* _TASK OBJECTIVE_: Among the lines of the records, count those containing the word "green", then give the number alone.

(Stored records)
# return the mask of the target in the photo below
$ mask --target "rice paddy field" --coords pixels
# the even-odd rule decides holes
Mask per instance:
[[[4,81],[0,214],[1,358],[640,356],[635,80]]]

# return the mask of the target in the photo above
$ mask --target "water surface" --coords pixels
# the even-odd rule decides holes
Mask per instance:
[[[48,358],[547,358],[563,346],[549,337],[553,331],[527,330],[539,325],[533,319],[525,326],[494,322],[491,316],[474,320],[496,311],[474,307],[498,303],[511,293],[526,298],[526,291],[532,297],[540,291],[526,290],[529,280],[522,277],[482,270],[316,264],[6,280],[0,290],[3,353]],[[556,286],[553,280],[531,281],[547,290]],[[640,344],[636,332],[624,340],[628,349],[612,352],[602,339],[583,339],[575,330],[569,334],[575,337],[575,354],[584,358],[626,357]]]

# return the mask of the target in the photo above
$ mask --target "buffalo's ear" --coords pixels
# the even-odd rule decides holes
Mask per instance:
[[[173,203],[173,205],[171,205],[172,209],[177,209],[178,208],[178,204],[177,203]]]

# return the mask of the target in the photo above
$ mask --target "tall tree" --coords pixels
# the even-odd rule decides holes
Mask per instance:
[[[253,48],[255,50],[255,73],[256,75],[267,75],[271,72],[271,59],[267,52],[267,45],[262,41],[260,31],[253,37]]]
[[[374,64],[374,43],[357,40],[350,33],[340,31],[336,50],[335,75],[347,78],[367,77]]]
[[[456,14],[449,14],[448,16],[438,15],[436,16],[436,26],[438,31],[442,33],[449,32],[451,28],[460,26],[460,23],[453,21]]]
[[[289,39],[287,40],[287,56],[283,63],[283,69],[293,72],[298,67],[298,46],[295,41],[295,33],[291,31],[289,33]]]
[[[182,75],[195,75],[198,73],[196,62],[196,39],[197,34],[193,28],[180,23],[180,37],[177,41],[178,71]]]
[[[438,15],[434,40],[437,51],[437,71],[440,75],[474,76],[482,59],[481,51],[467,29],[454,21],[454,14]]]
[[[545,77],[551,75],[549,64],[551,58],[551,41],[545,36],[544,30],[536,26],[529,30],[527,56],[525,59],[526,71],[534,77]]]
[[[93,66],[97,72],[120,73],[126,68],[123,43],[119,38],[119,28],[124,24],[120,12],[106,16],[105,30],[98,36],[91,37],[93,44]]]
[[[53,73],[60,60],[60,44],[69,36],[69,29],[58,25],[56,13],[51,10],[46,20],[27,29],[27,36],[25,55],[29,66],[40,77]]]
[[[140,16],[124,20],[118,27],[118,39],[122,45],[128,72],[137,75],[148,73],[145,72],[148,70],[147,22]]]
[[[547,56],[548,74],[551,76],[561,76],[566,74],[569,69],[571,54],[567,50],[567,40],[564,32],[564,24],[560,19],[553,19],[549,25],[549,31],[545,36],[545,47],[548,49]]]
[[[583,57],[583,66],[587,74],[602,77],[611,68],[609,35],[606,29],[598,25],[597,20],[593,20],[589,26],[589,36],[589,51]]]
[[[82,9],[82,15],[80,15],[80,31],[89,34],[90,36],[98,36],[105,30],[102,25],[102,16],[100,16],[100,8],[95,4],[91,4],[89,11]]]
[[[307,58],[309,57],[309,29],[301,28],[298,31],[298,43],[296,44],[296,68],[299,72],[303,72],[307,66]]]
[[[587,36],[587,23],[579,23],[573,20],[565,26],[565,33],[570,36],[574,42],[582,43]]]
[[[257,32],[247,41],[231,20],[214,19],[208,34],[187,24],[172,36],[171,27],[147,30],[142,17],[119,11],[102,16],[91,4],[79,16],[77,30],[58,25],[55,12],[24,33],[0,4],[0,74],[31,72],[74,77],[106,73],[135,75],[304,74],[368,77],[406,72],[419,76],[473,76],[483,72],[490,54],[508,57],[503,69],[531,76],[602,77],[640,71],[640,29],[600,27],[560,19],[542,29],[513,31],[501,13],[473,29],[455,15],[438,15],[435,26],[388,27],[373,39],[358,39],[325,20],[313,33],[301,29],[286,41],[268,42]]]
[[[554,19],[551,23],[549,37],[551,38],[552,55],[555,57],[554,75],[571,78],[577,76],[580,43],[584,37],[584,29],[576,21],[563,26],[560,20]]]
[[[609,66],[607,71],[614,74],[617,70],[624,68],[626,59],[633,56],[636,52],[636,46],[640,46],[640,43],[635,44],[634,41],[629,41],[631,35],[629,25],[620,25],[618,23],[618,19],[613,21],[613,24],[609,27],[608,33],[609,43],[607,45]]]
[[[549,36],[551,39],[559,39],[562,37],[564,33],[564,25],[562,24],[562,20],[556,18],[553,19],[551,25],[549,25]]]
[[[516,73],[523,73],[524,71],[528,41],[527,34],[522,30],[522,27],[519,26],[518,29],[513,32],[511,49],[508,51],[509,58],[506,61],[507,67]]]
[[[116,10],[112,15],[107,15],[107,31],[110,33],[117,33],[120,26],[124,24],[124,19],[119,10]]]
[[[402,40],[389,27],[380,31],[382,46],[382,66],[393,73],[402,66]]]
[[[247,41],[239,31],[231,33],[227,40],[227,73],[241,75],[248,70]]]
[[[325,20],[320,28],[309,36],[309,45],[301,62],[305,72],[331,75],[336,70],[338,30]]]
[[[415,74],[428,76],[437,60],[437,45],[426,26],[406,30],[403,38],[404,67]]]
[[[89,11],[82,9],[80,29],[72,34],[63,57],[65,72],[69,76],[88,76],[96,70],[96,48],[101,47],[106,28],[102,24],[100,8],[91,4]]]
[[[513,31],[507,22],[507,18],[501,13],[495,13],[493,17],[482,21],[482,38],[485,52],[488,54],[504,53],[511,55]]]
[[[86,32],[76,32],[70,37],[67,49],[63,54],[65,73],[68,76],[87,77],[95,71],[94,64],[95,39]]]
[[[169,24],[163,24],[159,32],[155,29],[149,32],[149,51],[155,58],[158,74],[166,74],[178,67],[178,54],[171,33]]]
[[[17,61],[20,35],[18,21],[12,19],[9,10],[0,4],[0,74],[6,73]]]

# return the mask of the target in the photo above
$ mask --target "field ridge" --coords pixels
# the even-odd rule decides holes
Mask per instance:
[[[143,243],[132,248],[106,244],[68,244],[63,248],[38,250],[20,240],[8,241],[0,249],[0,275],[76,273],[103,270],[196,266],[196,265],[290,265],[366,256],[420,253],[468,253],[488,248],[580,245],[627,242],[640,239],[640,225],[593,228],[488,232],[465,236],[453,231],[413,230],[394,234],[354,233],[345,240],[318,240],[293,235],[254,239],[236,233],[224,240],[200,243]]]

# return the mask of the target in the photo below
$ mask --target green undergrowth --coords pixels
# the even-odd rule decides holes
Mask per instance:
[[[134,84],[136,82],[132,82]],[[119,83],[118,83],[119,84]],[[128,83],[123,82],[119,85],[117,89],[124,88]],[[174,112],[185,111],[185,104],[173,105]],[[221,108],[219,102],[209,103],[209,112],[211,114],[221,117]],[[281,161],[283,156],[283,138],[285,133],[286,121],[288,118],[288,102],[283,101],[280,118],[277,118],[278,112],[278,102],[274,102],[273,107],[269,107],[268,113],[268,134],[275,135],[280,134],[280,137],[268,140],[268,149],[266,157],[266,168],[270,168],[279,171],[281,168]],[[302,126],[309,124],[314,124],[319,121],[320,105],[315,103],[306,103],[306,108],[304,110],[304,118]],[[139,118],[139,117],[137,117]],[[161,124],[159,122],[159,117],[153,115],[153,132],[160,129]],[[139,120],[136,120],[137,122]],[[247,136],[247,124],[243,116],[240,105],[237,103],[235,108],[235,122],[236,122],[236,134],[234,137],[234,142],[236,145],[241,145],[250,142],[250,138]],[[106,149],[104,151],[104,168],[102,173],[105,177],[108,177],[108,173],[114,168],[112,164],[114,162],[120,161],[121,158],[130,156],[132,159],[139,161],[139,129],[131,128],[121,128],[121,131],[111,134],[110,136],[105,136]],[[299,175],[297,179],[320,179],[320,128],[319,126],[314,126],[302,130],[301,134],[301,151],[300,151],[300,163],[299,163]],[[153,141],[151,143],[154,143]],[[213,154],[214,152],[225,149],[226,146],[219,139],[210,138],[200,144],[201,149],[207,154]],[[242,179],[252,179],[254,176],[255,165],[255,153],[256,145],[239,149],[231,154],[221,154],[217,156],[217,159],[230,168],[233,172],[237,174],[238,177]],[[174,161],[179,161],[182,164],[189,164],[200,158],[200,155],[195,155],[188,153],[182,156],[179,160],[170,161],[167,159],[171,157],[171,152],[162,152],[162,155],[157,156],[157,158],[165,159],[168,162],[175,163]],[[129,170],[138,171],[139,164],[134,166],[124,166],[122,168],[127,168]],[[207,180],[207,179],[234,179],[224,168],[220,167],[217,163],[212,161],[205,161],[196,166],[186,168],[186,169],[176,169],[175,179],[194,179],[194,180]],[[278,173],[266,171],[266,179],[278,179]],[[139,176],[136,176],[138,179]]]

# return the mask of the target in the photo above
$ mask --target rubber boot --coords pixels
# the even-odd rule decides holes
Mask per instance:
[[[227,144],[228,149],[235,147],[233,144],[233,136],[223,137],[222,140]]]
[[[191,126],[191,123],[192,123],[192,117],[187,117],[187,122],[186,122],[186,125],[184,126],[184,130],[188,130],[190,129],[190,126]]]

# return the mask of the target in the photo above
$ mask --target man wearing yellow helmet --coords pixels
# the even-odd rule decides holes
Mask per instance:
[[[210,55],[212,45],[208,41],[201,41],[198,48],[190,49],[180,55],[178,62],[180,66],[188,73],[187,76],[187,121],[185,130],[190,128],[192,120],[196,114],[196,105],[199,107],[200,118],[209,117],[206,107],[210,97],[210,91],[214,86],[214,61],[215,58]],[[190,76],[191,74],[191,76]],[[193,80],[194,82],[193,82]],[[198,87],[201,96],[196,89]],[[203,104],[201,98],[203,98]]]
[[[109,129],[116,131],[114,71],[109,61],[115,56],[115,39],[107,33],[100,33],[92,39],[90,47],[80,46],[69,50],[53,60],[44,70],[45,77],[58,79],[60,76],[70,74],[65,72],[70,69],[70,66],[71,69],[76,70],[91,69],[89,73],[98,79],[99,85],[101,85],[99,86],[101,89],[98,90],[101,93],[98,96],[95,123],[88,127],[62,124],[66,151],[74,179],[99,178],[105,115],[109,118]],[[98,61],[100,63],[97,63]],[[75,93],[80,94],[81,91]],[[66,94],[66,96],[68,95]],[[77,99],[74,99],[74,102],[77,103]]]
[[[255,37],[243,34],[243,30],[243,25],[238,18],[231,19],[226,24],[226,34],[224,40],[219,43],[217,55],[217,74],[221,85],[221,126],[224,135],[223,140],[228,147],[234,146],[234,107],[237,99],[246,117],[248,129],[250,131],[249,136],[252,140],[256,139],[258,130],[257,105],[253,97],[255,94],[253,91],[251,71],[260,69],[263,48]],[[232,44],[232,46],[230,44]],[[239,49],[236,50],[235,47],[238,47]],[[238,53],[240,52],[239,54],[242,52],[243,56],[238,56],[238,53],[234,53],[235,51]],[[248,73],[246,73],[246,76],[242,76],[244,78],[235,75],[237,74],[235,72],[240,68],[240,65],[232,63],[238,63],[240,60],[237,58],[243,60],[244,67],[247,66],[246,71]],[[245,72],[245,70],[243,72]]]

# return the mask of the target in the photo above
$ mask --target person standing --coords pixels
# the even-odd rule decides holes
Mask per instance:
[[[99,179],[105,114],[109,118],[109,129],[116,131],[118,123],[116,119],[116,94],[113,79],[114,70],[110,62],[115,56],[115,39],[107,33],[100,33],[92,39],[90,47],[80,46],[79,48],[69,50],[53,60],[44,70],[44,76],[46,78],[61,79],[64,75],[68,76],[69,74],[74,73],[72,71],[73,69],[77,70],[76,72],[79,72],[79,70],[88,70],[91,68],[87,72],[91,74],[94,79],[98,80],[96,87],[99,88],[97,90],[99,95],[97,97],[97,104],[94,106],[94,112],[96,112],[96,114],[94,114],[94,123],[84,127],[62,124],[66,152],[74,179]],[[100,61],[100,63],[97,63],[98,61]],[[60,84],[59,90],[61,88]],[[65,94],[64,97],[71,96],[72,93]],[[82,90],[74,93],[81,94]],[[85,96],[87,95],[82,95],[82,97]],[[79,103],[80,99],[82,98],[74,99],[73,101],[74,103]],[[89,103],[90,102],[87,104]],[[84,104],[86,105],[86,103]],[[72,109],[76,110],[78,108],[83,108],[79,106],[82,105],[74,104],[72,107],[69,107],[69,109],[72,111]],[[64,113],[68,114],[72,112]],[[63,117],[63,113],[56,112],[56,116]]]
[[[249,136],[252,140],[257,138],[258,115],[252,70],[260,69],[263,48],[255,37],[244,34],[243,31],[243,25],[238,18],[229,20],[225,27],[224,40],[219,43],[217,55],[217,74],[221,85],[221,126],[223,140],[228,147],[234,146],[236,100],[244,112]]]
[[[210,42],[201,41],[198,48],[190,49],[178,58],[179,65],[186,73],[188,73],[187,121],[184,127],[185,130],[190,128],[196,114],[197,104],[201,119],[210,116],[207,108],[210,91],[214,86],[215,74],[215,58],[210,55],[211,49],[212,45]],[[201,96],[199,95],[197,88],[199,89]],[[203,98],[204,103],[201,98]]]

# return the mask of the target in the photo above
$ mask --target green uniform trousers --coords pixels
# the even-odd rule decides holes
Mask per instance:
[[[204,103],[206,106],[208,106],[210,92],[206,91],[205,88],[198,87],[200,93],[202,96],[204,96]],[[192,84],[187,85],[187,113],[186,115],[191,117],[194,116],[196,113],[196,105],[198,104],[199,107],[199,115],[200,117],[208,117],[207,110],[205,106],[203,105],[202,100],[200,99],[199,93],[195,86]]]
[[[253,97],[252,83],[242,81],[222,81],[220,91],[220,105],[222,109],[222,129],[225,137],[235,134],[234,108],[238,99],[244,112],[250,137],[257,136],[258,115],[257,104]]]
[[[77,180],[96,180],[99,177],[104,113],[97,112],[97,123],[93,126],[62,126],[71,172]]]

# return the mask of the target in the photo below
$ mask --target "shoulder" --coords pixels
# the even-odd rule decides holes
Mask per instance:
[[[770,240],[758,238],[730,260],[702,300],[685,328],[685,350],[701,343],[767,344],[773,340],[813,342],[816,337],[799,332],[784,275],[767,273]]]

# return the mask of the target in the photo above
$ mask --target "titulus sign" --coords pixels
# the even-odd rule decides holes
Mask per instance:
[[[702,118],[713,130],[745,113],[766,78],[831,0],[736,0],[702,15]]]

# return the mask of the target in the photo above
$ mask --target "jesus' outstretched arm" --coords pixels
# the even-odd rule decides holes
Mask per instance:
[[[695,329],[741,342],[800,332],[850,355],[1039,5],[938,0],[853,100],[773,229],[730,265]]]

* _REPLY_: 2